From the OCSM Executive Board

Dear colleagues:

As you know, Orchestra London has ceased operations for at least the remainder of the 2014-15 Season. The staff have been laid off and the office has closed, but the musicians have been busy working with their Board of Directors to find a way to get the orchestra's operations running again. In the meantime, the musicians themselves have vowed to keep symphonic music going in London. They performed more than twenty free “Pop-Up Concerts” throughout the holiday season, and only last night (January 14, 2015) they performed to a packed church with their former Music Director, Uri Meyer.

At this point, we are calling on you to assist your friends in London – here is what you can do to help:

1. Send money to assist the musicians with their efforts. Several orchestras have been in contact with the Executive to start this process already. Cheques can be made out to OLPA (Orchestra London Players’ Association) and can be mailed to:

16 Bloomfield Drive

London ON N6G 1P3 Canada

2. If possible, consider hiring OLC musicians as subs and extras in your own orchestra. This is not only helpful to the musicians financially, it also demonstrates our solidarity with our colleagues to the public, and highlights the exceptional abilities of these talented musicians.

AIM 1: According to the Orchestra London letter, which former Music Director did the musicians perform with on January 14, 2015?
AIM 2: Translate this sentence from the Orchestra London letter into Spanish: "Several orchestras have been in contact with the Executive to start this process already."
AIM 3: Continue the Orchestra London letter from its last sentence.

PROVIDED DATA:
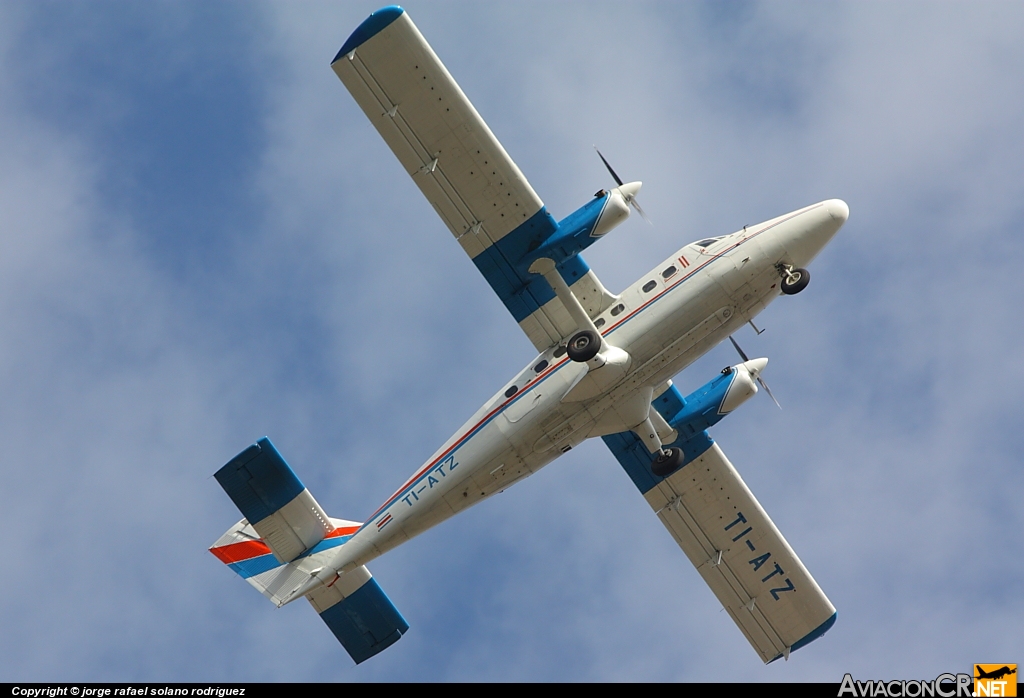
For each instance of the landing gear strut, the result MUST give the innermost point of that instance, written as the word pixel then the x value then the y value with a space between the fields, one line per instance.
pixel 668 462
pixel 794 279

EXERCISE RESPONSE 1: Uri Meyer.

EXERCISE RESPONSE 2: Varias orquestas ya se han puesto en contacto con el Ejecutivo para iniciar este proceso.

EXERCISE RESPONSE 3:
3. Follow the OLPA’s Social Media campaign. The musicians have demonstrated excellent communications so far in this trying time. You can help with “Likes” and re-tweets, sharing the information with music lovers in your own communities, and contributing to their positive message.

And, above all:

4. Fight the negativity! When one orchestra is in trouble, the media tend to lead articles with lines like: “Orchestras in trouble”, “Bad news for arts organizations”, etc. For every negative story, one hundred positive stories go unreported. Find the positive messages and spread them widely. Emphasize the tangible and non-tangible reasons why the arts are important to communities.

We look forward to hearing great news from London as we rally around our friends.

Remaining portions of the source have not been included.